Excerpts from a location annotation dataset
***

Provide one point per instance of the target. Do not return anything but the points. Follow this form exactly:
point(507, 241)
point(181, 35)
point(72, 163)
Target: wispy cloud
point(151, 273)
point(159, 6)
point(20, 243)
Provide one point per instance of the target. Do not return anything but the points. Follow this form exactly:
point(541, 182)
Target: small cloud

***

→ **Your goal**
Rewrite all the lines above, swapping "Follow this form exactly" for "Use exactly this format" and leaving everything else unchanged.

→ **Written answer**
Provide one point per instance of the target. Do not return anything but the points. Use exactly this format:
point(507, 241)
point(181, 35)
point(72, 163)
Target: wispy cloud
point(151, 273)
point(159, 6)
point(20, 243)
Provide one point per instance of the target. Do not return anything but the points. Use exactly this format:
point(541, 182)
Target: small cloud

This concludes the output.